- **Requirement**
Please write out again, word for word, the rows below from the row with "the green foliage" up to and including the row with "pixel 155 120".

○ ○ ○

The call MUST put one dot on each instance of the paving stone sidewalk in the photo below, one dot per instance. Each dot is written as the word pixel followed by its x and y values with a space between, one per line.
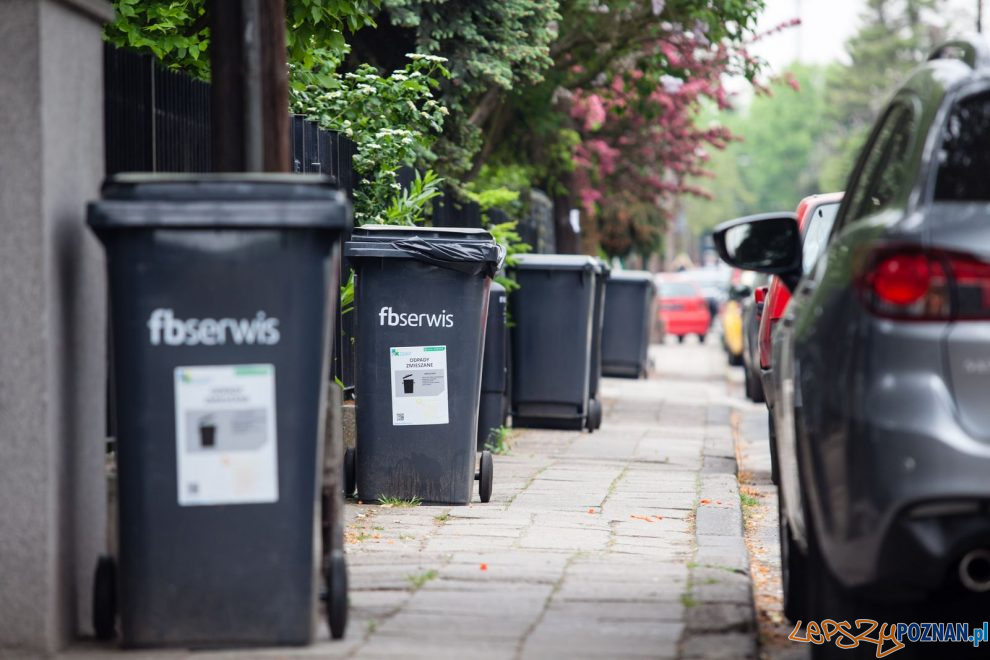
pixel 624 543
pixel 588 547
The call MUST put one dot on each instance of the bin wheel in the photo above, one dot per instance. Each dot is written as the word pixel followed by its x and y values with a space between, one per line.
pixel 105 598
pixel 594 414
pixel 350 472
pixel 337 594
pixel 485 476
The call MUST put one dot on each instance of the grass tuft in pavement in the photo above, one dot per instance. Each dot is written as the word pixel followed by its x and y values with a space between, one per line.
pixel 396 503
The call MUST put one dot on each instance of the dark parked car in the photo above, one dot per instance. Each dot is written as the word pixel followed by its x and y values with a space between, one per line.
pixel 752 310
pixel 815 216
pixel 882 364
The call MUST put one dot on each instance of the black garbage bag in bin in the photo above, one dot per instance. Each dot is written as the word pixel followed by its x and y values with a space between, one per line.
pixel 627 324
pixel 421 300
pixel 553 328
pixel 222 291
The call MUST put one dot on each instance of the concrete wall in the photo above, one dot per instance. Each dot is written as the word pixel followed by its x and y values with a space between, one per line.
pixel 52 311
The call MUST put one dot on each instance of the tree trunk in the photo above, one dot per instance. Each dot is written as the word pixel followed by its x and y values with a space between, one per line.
pixel 249 92
pixel 567 241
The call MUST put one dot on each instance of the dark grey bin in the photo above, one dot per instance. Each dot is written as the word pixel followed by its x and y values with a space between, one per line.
pixel 594 419
pixel 629 310
pixel 421 300
pixel 553 328
pixel 222 293
pixel 494 406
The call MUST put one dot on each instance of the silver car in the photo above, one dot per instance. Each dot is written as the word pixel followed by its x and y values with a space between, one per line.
pixel 882 365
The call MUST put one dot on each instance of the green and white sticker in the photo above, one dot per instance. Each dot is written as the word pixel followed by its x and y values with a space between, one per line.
pixel 419 385
pixel 225 437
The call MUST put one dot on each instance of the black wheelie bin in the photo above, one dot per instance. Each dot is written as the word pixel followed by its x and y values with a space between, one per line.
pixel 629 310
pixel 553 328
pixel 222 291
pixel 421 300
pixel 493 407
pixel 594 420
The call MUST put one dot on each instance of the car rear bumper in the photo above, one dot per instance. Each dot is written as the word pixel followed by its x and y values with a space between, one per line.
pixel 913 499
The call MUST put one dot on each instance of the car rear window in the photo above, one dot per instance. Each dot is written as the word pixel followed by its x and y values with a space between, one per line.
pixel 964 158
pixel 677 290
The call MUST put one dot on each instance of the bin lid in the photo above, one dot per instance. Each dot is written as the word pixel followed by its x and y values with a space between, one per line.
pixel 229 200
pixel 633 276
pixel 465 249
pixel 606 268
pixel 558 262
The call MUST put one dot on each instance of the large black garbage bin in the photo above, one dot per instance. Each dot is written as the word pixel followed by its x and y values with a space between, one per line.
pixel 421 299
pixel 594 419
pixel 493 407
pixel 627 324
pixel 221 291
pixel 553 318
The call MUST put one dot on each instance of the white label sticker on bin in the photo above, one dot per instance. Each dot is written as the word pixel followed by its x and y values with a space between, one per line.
pixel 225 434
pixel 419 385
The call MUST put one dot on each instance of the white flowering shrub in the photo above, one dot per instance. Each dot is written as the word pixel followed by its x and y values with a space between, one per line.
pixel 394 121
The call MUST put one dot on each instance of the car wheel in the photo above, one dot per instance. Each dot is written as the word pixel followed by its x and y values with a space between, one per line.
pixel 793 569
pixel 754 387
pixel 772 438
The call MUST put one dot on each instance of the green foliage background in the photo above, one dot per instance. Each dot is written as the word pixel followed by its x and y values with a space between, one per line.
pixel 794 143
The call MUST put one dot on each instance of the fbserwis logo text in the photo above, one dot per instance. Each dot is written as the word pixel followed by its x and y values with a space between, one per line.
pixel 442 320
pixel 163 326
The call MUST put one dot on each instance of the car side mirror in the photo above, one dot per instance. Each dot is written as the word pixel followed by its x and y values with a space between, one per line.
pixel 767 243
pixel 739 291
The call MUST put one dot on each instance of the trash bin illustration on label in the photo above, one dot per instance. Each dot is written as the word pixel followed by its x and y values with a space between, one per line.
pixel 225 428
pixel 207 432
pixel 419 385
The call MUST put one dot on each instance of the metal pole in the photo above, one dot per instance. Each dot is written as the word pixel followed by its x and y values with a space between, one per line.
pixel 254 149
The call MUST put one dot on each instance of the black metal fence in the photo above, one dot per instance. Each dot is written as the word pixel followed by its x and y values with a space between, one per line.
pixel 158 120
pixel 155 120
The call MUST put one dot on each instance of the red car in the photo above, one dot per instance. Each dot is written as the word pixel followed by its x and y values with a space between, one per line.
pixel 816 214
pixel 683 309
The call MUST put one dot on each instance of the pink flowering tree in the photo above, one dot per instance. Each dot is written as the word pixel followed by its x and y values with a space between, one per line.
pixel 641 145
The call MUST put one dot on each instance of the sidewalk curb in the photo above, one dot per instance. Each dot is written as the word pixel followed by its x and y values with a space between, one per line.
pixel 721 619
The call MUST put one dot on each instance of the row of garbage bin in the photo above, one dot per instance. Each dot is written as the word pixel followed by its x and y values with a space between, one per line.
pixel 223 295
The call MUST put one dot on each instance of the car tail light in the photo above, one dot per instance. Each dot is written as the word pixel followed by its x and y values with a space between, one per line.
pixel 926 285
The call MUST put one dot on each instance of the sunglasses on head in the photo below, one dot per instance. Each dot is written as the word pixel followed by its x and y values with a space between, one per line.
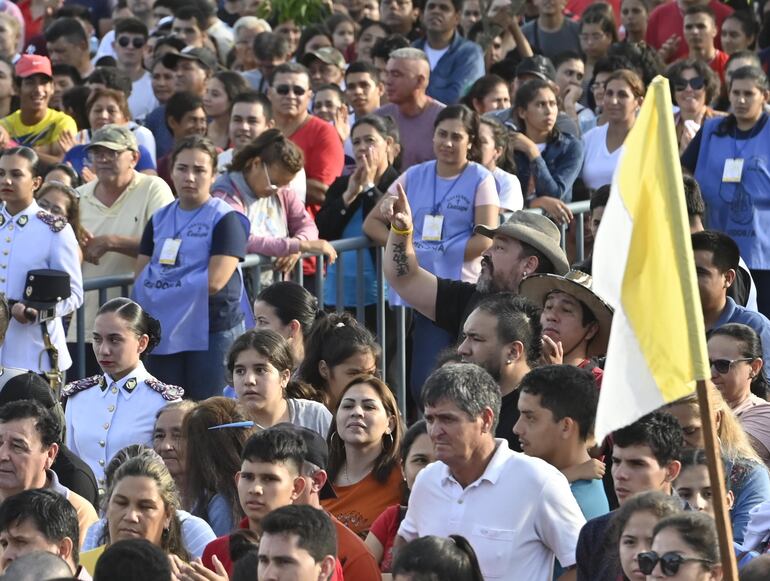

○ ○ ○

- **Final answer**
The call MUST put one dot on each instance of the green foliage background in the photo above, one dot per instance. Each dot is written as the word pixel followed by its x and y values with a space between, one per line.
pixel 794 143
The call MUST put one dot on each instance of the fbserwis logo text in the photo above, one dot per instance. Each dot is written as the word pixel followed by its x and y values with a space between, one per line.
pixel 442 320
pixel 163 326
The call MUST put one dot on each instance of the car side mirror in the photo above, one dot per instance. Each dot is written as the word pixel followed by its x and y values with a space between, one per line.
pixel 767 243
pixel 739 291
The call MUST put one dot on each instance of the trash bin illustration on label in the photo above, one dot per instance. Each dot is written as the word pixel followed by its x and y values with a space between, one per line.
pixel 225 428
pixel 207 432
pixel 419 385
The call MUST put one dot on each instance of the metal pole in the photo above, one dot per instance. Each dot is written as the word pixel followed by its x and y values with a space between, one per line.
pixel 254 149
The call MUST put one dot on each instance of the black metal fence in the photo above, one dot per instance. Each dot is written as the word pixel followed by its x and y values with a space between, one per line.
pixel 158 120
pixel 155 120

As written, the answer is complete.